- [Questions to answer]:
(1) List every field that the dataset definition page says each spec needs.
(2) Reproduce everything on the dataset definition page from "Use primary_key when" down to "is always unique.".

Datasets are defined by DatasetSpec or YAML. A normal dataset should not require changes to the core framework.

Minimal YAML Shape

name: daily
source: tushare
source_dataset: daily
category: market
field_mapping:
  ts_code: ts_code
  trade_date: trade_date
required_columns: [asset_id, time]
primary_key: [asset_id, time]
asset_column: ts_code
time_column: trade_date
request_planner: snapshot
normalizer: standard
deduplication: primary_key_last
partition_strategy: year_month
update_mode: upsert
sort_columns: [time, asset_id]
reference: false

Register it:

lake.datasets.add_from_yaml("path/to/dataset.yaml")

Required Fields

Every spec needs:

  • name: canonical dataset name.
  • source: registered source name.
  • source_dataset: provider endpoint or table name.
  • category: descriptive group such as market, financial_statement, financial_event, or reference.
  • field_mapping: source-to-canonical rename map used by the normalizer.
  • required_columns: columns that must exist after normalization.

Canonical Time Mapping

For non-reference datasets, set:

  • asset_column
  • time_column

For point-in-time financial datasets, also set:

  • period_column
  • point_in_time: true

Example:

asset_column: ts_code
time_column: f_ann_date
period_column: end_date
point_in_time: true

Keys

Use primary_key when records should be unique by a specific set of columns.

Use business_key when records may have revisions or multiple valid versions, but still share a logical business identity.

Do not assume asset_id + time is always unique.

Request Planner

Initial planners:

  • snapshot: one request for the dataset or date range.
  • by_asset: one request per asset when assets are supplied.

Future planners may include by_trade_date, by_period, by_date_range, paged, or custom registered planners.

Normalizer

standard maps configured fields and derives canonical columns:

  • asset_id
  • time
  • period when configured
  • source
  • source_dataset

Use a custom normalizer only when a source response needs specialized parsing.

Deduplication

Initial strategies:

  • none
  • exact_record_hash
  • primary_key_last

Choose primary_key_last for daily market data where the latest record should replace the old row for the same key.

Choose exact_record_hash for financial records where multiple versions can be valid and only exact duplicates should be dropped.

Partition Strategy

Initial strategies:

  • single_file: reference or small datasets.

- [Information]:
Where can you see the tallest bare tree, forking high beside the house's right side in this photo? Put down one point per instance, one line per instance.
* * *
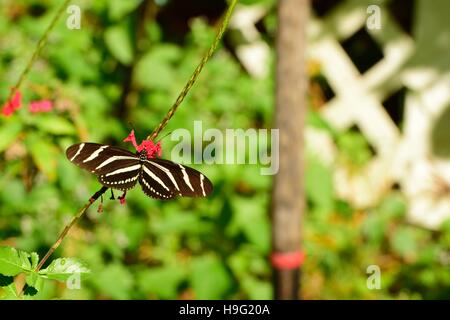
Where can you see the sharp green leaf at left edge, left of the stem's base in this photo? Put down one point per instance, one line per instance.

- [Responses for each task]:
(1) name, source, source_dataset, category, field_mapping, required_columns

(2)
Use primary_key when records should be unique by a specific set of columns.

Use business_key when records may have revisions or multiple valid versions, but still share a logical business identity.

Do not assume asset_id + time is always unique.